ИЗБРАННЫЙ ФРАГМЕНТ »
---

Для раннего Августина ризы кожаные также являются в первую очередь символом животного существования, на которое людей обрекло грехопадение. Важнейшим проявлением животности Августин, как и св. Григорий Нисский, считал смерть: «что может яснее означать смерть, которую мы испытываем в этом теле, как не шкуры, которые мы снимаем с мертвых животных»[7]. Необходимость умирать роднит нас со скотами, подобно необходимости питаться и размножаться: «он [человек] ниспал к смертности животных»[8]. Или же, как пишет св. Максим Исповедник, «грех через преслушание осудил человеков иметь общее с бессловесными животными свойство преемства друг от друга»[9]. По его словам, Господь, непорочно рожденный от Девы, приходит, чтобы освободить людей «от уз рождения и от [прившедшего] по причине осуждения за грех закона произрастания от семени, словно трава, и от сродного с растениями и бессловесными животными становления в бытии»[10].

Аналогичную трактовку этого библейского образа можно встретить у очень многих отцов Церкви. Св. Иоанн Дамаскин отмечал, что облачение в кожи означает, что человек облекся в смертность, то есть в смертную и грубую плоть[11]. Или, как писал св. Анастасий Синаит, человек «вместо нетленного, бессмертного и близкого к невещественному тела, которым обладал [до грехопадения], был переоблачен Богом в тело нынешнее — более дебелое и страстное»[12]. Такую же мысль можно найти и у св. Григория Богослова: «чрез грех делается человек изгнанником, удаляемым в одно время и от древа жизни, и из рая, и от Бога, облекается в кожаные ризы, может быть в грубейшую, смертную и противоборствующую плоть»[13].

---

ИСХОДНЫЕ ДАННЫЕ »
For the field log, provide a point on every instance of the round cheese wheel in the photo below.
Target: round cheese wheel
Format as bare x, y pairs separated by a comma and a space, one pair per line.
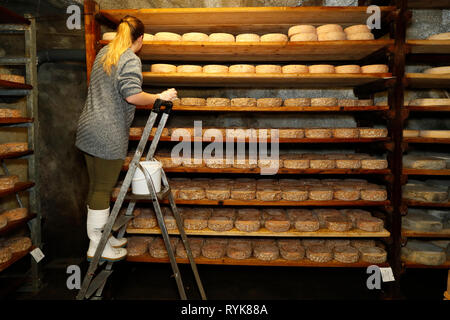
321, 68
297, 102
375, 68
274, 37
295, 68
438, 70
221, 37
163, 68
440, 36
320, 102
359, 28
331, 36
351, 68
108, 36
302, 28
241, 68
247, 37
194, 36
189, 69
148, 37
360, 36
215, 68
329, 28
167, 36
304, 37
267, 68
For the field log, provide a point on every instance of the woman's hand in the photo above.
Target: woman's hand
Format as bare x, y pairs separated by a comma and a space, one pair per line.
168, 95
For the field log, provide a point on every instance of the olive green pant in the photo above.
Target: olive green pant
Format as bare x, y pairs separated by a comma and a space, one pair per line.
103, 175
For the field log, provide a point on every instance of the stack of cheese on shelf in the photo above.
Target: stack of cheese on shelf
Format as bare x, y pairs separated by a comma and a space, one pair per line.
425, 192
268, 69
274, 220
11, 246
315, 250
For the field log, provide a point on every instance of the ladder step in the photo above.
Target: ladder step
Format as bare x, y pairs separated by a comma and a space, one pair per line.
98, 281
121, 221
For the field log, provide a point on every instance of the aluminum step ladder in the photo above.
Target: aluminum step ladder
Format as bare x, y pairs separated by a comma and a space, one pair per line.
92, 287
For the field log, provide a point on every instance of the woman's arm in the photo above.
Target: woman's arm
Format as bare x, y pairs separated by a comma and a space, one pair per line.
143, 98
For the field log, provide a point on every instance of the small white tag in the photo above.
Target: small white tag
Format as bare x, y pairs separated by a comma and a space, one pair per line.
37, 254
387, 275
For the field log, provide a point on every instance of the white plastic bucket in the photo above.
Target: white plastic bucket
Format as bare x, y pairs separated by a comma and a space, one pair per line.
139, 185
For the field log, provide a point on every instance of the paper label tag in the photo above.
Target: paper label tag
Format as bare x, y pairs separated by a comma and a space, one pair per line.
387, 275
37, 254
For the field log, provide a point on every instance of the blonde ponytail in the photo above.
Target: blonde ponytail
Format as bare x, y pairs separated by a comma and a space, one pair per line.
129, 29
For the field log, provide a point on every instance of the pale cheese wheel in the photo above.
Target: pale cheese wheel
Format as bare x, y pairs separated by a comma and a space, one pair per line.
304, 37
440, 36
221, 37
148, 37
321, 102
274, 37
108, 36
267, 68
331, 36
302, 28
438, 134
247, 37
438, 70
321, 68
329, 28
163, 68
351, 68
359, 28
360, 36
269, 102
375, 68
215, 68
297, 102
167, 36
295, 68
241, 68
430, 102
195, 36
189, 69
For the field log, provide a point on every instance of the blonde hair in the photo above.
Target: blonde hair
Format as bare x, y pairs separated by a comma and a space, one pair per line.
128, 31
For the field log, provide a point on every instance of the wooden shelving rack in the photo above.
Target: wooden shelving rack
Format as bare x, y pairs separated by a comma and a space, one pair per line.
12, 23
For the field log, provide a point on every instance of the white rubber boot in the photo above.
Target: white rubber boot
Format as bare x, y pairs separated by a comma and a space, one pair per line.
114, 242
96, 221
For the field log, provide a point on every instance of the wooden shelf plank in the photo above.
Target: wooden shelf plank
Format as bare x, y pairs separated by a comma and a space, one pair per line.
443, 172
429, 46
429, 108
427, 140
303, 140
414, 203
14, 85
255, 262
263, 232
16, 257
428, 81
307, 80
414, 265
422, 234
13, 155
347, 50
16, 224
280, 203
280, 109
241, 19
16, 120
280, 170
19, 187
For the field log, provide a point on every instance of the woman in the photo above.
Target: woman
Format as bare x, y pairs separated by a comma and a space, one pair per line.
103, 129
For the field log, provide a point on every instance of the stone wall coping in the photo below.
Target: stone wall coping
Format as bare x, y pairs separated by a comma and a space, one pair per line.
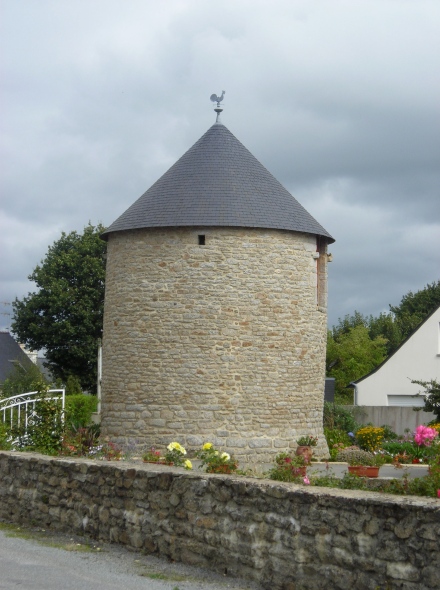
275, 488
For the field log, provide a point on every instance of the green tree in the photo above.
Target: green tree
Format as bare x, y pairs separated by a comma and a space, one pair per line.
415, 307
350, 356
65, 315
22, 380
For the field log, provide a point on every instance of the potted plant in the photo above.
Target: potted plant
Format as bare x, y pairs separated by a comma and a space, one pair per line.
175, 455
153, 456
215, 461
305, 447
362, 463
288, 467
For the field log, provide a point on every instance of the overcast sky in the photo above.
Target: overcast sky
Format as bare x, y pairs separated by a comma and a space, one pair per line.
340, 100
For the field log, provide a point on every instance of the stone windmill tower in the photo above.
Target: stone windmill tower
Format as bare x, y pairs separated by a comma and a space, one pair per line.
215, 309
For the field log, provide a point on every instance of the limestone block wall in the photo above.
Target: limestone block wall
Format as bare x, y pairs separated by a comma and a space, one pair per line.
285, 537
223, 341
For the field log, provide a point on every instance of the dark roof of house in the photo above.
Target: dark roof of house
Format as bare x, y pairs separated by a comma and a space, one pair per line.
10, 353
218, 182
397, 349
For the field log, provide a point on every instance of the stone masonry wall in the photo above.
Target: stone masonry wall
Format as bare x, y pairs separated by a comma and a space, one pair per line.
222, 342
286, 537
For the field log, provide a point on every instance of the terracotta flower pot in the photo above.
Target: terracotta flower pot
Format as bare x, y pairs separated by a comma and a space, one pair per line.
219, 469
364, 470
306, 452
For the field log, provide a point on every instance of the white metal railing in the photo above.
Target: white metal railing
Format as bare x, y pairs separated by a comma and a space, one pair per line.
18, 410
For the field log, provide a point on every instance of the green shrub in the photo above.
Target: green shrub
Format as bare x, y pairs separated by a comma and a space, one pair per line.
44, 430
337, 440
5, 436
79, 410
339, 418
356, 457
22, 380
73, 385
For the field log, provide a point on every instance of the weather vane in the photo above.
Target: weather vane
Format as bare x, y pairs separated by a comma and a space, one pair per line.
218, 100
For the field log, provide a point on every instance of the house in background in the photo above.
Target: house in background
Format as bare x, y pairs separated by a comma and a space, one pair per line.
418, 357
11, 354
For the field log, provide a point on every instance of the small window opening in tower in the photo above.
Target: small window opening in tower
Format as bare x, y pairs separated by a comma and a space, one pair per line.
321, 282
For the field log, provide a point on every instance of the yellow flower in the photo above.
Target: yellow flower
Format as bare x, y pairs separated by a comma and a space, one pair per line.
176, 447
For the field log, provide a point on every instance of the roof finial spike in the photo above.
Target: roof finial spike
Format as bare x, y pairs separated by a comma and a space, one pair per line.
218, 100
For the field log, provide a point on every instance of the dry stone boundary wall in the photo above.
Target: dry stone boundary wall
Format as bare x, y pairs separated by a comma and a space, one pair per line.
281, 535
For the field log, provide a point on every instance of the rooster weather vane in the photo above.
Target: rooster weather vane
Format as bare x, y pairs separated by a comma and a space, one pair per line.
218, 100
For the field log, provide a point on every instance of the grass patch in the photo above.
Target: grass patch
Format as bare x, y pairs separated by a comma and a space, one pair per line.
154, 575
45, 538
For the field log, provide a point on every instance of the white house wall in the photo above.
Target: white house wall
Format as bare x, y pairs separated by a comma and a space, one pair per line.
418, 358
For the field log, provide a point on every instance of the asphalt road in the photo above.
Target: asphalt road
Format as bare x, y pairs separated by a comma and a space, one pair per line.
44, 561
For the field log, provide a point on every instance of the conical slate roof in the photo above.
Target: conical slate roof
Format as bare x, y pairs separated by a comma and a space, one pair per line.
218, 182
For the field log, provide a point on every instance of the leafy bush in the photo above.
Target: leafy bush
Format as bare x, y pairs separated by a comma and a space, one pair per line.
431, 395
79, 441
288, 468
369, 438
44, 430
215, 461
388, 433
79, 410
339, 418
337, 440
23, 380
5, 437
73, 385
356, 457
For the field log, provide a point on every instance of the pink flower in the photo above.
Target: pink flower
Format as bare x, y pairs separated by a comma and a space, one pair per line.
423, 435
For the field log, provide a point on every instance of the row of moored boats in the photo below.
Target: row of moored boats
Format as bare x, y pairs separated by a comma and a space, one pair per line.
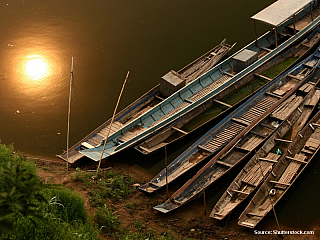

---

ЗАДАНИЯ ДЛЯ ВЫПОЛНЕНИЯ »
• a. Что, согласно фрагменту о кожаных ризах, означает облачение в кожи по мнению св. Иоанна Дамаскина?
• b. Допишите следующую часть фрагмента о кожаных ризах, начиная сразу после его последнего предложения.

ОТВЕТЫ К ЗАДАНИЯМ »
• a. Облачение в кожи означает, что человек облекся в смертность, то есть в смертную и грубую плоть.

• b.
До греха человек не имел отношения к животному миру, лающему, ржущему, блеющему, — вот что на разные лады говорят нам отцы Церкви. Скорее всего, и сам животный мир до грехопадения человека, до того как «тварь покорилась суете» (Рим. 8:20), был совсем другим, но каким — мы не знаем! С этой точки зрения саму включенность человека в эволюционирующую природу на правах биологического вида, тот факт, что человек «уподобился скотам несмысленным» (Пс. 48:12) и ведет свою родословную от животных, надо расценивать как наказание за грех, совершенный им ранее за пределами исторического времени нынешнего мира.

В самом деле, библейские слова о кожаных ризах наводят на мысль о предшествующем биологическом процессе. Животное, с которого снимают шкуру, должно было сначала родиться и ее на себе нарастить. Поэтому кожаные ризы можно считать неплохим символом эволюции, в ходе которой постепенно вырабатывалась биологическая подоснова, необходимая для существования падшего человека. И если первое, бессмертное тело для жизни в раю Бог творит собственнолично, без всяких посредников, Его рука сама мнет податливый кусок глины, то весь длинный причинно-следственный ряд, результатом которого стало возникновение нашего смертного тела, следует приравнять скорее к «пошивке» кожаных риз. По Промыслу Божию Вселенная стежок за стежком шьет ту «одежду», в облачении которой изгнанник из рая должен продолжить свое существование.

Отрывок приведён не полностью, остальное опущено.